GOAL OF THE EXERCISE: Can you rewrite all of the material below, putting "foreground clicks" wherever "positive clicks" appears and leaving everything else untouched?
▶
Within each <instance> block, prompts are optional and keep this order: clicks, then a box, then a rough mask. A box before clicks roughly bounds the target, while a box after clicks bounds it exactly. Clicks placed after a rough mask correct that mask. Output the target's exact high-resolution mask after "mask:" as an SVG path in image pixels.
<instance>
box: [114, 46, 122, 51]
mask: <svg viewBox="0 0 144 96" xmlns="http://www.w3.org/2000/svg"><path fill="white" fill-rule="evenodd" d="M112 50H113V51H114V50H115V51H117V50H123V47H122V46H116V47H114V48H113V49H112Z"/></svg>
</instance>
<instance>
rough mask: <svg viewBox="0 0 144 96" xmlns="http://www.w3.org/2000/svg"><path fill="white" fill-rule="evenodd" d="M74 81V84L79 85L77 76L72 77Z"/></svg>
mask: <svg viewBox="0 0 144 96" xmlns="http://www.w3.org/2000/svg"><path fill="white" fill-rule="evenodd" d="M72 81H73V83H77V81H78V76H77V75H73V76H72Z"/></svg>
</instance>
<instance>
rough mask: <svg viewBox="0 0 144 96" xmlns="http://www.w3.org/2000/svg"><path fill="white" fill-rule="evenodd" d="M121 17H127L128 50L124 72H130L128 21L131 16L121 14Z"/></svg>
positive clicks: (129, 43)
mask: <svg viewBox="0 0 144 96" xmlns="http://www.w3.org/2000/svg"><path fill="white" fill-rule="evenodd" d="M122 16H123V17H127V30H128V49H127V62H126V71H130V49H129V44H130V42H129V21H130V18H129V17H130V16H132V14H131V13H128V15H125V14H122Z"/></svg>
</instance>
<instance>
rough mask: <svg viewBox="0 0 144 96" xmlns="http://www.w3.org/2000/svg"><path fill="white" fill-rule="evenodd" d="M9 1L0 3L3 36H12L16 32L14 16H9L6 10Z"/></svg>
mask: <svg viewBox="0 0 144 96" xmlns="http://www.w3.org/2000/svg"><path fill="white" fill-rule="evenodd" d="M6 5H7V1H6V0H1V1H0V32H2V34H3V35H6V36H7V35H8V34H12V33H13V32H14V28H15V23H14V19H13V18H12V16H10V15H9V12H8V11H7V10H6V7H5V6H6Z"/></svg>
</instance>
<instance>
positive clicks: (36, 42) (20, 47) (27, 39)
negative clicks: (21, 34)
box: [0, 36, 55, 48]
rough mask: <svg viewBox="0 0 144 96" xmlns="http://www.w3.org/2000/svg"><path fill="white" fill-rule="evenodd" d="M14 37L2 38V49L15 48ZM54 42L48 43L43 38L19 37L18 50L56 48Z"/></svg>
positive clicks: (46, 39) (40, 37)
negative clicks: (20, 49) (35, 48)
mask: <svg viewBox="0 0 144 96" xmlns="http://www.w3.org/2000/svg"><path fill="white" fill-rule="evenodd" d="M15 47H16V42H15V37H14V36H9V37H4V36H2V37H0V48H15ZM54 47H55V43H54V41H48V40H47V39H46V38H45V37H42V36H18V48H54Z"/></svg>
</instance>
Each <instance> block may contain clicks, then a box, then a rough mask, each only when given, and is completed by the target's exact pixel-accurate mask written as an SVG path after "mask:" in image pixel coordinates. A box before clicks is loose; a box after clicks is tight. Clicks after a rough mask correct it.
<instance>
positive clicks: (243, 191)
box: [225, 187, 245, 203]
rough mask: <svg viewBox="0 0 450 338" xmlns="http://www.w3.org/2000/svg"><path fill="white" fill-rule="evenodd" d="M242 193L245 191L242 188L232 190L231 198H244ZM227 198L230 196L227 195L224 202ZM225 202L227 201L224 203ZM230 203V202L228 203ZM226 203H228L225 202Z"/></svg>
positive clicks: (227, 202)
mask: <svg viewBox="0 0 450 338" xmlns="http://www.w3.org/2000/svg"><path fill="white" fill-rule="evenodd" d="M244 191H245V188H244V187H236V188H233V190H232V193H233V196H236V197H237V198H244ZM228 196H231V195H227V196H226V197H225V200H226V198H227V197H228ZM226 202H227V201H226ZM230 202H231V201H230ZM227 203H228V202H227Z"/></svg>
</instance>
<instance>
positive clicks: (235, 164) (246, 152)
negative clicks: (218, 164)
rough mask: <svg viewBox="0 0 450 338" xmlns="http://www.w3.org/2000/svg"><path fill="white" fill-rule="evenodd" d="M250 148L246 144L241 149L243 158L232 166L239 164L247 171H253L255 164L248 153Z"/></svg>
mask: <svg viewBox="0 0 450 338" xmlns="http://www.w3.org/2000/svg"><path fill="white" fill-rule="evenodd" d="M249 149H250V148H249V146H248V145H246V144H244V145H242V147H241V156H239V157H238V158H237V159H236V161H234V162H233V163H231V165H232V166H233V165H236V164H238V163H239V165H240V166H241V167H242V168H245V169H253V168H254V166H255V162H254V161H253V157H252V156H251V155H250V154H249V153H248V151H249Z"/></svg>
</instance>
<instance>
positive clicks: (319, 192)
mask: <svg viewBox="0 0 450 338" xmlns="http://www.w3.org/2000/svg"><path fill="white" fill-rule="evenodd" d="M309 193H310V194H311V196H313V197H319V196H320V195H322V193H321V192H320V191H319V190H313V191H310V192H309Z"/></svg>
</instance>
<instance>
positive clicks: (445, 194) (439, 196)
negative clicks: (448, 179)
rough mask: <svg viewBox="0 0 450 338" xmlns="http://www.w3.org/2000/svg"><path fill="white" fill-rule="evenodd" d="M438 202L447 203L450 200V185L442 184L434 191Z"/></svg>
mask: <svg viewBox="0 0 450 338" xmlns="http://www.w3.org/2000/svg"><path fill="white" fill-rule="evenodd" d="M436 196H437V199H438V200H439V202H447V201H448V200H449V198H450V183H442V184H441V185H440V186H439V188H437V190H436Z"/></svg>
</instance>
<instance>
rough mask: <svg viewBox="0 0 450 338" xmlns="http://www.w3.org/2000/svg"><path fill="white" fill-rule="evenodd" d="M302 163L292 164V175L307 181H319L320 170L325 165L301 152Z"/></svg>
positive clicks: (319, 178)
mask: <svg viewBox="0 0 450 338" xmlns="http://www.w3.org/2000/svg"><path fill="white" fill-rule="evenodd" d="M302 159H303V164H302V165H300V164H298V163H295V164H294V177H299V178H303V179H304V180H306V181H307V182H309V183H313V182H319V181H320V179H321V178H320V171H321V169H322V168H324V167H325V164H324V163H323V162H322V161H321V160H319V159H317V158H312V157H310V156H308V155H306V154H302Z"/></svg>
◀
RESPONSE:
Within each <instance> block, prompts are optional and keep this order: clicks, then a box, then a rough mask. A box before clicks roughly bounds the target, while a box after clicks bounds it exactly. Clicks placed after a rough mask correct that mask. Output the target's exact high-resolution mask after "mask:" as an SVG path in image pixels.
<instance>
box: [114, 46, 122, 51]
mask: <svg viewBox="0 0 144 96" xmlns="http://www.w3.org/2000/svg"><path fill="white" fill-rule="evenodd" d="M112 50H113V51H114V50H115V51H117V50H123V47H122V46H116V47H114V48H113V49H112Z"/></svg>
</instance>
<instance>
rough mask: <svg viewBox="0 0 144 96" xmlns="http://www.w3.org/2000/svg"><path fill="white" fill-rule="evenodd" d="M74 81V84L79 85L77 76L72 77Z"/></svg>
mask: <svg viewBox="0 0 144 96" xmlns="http://www.w3.org/2000/svg"><path fill="white" fill-rule="evenodd" d="M72 81H73V83H77V81H78V76H77V75H73V76H72Z"/></svg>
</instance>
<instance>
rough mask: <svg viewBox="0 0 144 96" xmlns="http://www.w3.org/2000/svg"><path fill="white" fill-rule="evenodd" d="M121 17H127L128 50L124 72H130L128 21L131 16L121 14Z"/></svg>
foreground clicks: (129, 43)
mask: <svg viewBox="0 0 144 96" xmlns="http://www.w3.org/2000/svg"><path fill="white" fill-rule="evenodd" d="M122 16H123V17H127V30H128V49H127V62H126V71H130V49H129V44H130V42H129V21H130V18H129V17H130V16H132V14H131V13H128V15H125V14H122Z"/></svg>
</instance>
<instance>
rough mask: <svg viewBox="0 0 144 96" xmlns="http://www.w3.org/2000/svg"><path fill="white" fill-rule="evenodd" d="M9 1L0 3L3 36H12L16 32L14 16H9L6 10Z"/></svg>
mask: <svg viewBox="0 0 144 96" xmlns="http://www.w3.org/2000/svg"><path fill="white" fill-rule="evenodd" d="M6 5H7V1H6V0H1V1H0V32H2V34H3V35H6V36H7V35H8V34H12V33H13V32H14V28H15V23H14V19H13V18H12V16H10V15H9V12H8V11H7V10H6V7H5V6H6Z"/></svg>
</instance>
<instance>
foreground clicks: (36, 42) (20, 47) (27, 39)
negative clicks: (21, 34)
box: [0, 36, 55, 48]
rough mask: <svg viewBox="0 0 144 96" xmlns="http://www.w3.org/2000/svg"><path fill="white" fill-rule="evenodd" d="M14 37L2 38V49L15 48ZM54 42L48 43L43 38L19 37L18 50L56 48Z"/></svg>
foreground clicks: (46, 39) (40, 37)
negative clicks: (20, 49) (35, 48)
mask: <svg viewBox="0 0 144 96" xmlns="http://www.w3.org/2000/svg"><path fill="white" fill-rule="evenodd" d="M15 47H16V42H15V37H14V36H9V37H4V36H2V37H0V48H15ZM54 47H55V43H54V41H48V40H47V39H46V38H45V37H42V36H18V48H54Z"/></svg>
</instance>
Each <instance> block may contain clicks, then a box, then a rough mask, each only when given, and is completed by the target's exact pixel-accurate mask written as an SVG path after "mask:" in image pixel coordinates. A box before clicks is loose; a box after clicks is tight. Clicks after a rough mask correct it.
<instance>
foreground clicks: (243, 191)
box: [225, 187, 245, 203]
rough mask: <svg viewBox="0 0 450 338" xmlns="http://www.w3.org/2000/svg"><path fill="white" fill-rule="evenodd" d="M242 193L245 191L242 188L232 190L231 198H244ZM227 198L230 196L227 195L224 202ZM225 202L227 201L224 203ZM230 203V202L228 203ZM226 203H228L225 202Z"/></svg>
foreground clicks: (227, 202)
mask: <svg viewBox="0 0 450 338" xmlns="http://www.w3.org/2000/svg"><path fill="white" fill-rule="evenodd" d="M244 191H245V188H244V187H236V188H233V190H232V193H233V196H236V197H237V198H244ZM228 196H231V195H227V196H226V197H225V200H226V198H227V197H228ZM226 202H227V201H226ZM230 202H231V201H230ZM227 203H228V202H227Z"/></svg>
</instance>
<instance>
foreground clicks: (235, 164) (246, 152)
negative clicks: (218, 164)
rough mask: <svg viewBox="0 0 450 338" xmlns="http://www.w3.org/2000/svg"><path fill="white" fill-rule="evenodd" d="M250 148L246 144L241 149L243 158L232 166L239 164L247 171H253L255 164L248 153Z"/></svg>
mask: <svg viewBox="0 0 450 338" xmlns="http://www.w3.org/2000/svg"><path fill="white" fill-rule="evenodd" d="M249 149H250V148H249V146H248V145H246V144H244V145H242V147H241V156H239V157H238V158H237V159H236V161H234V162H233V163H231V165H232V166H233V165H236V164H238V163H239V165H240V166H241V167H242V168H245V169H253V168H254V166H255V162H254V161H253V157H252V156H251V155H250V154H249V153H248V151H249Z"/></svg>
</instance>
<instance>
foreground clicks: (319, 192)
mask: <svg viewBox="0 0 450 338" xmlns="http://www.w3.org/2000/svg"><path fill="white" fill-rule="evenodd" d="M309 193H310V194H311V196H313V197H319V196H320V195H322V193H321V192H320V191H319V190H313V191H310V192H309Z"/></svg>
</instance>
<instance>
foreground clicks: (445, 194) (439, 196)
negative clicks: (448, 179)
rough mask: <svg viewBox="0 0 450 338" xmlns="http://www.w3.org/2000/svg"><path fill="white" fill-rule="evenodd" d="M438 202L447 203L450 200V185L442 184L434 191Z"/></svg>
mask: <svg viewBox="0 0 450 338" xmlns="http://www.w3.org/2000/svg"><path fill="white" fill-rule="evenodd" d="M436 196H437V199H438V200H439V202H447V201H448V200H449V198H450V183H442V184H441V185H440V186H439V188H437V190H436Z"/></svg>
</instance>
<instance>
rough mask: <svg viewBox="0 0 450 338" xmlns="http://www.w3.org/2000/svg"><path fill="white" fill-rule="evenodd" d="M302 163L292 164V175L307 181H319L320 170L325 165L301 152Z"/></svg>
foreground clicks: (319, 178)
mask: <svg viewBox="0 0 450 338" xmlns="http://www.w3.org/2000/svg"><path fill="white" fill-rule="evenodd" d="M302 159H303V164H302V165H300V164H298V163H295V164H294V177H299V178H303V179H304V180H306V181H307V182H309V183H313V182H319V181H320V179H321V178H320V171H321V169H322V168H324V167H325V164H324V163H323V162H322V161H321V160H319V159H317V158H312V157H310V156H308V155H306V154H302Z"/></svg>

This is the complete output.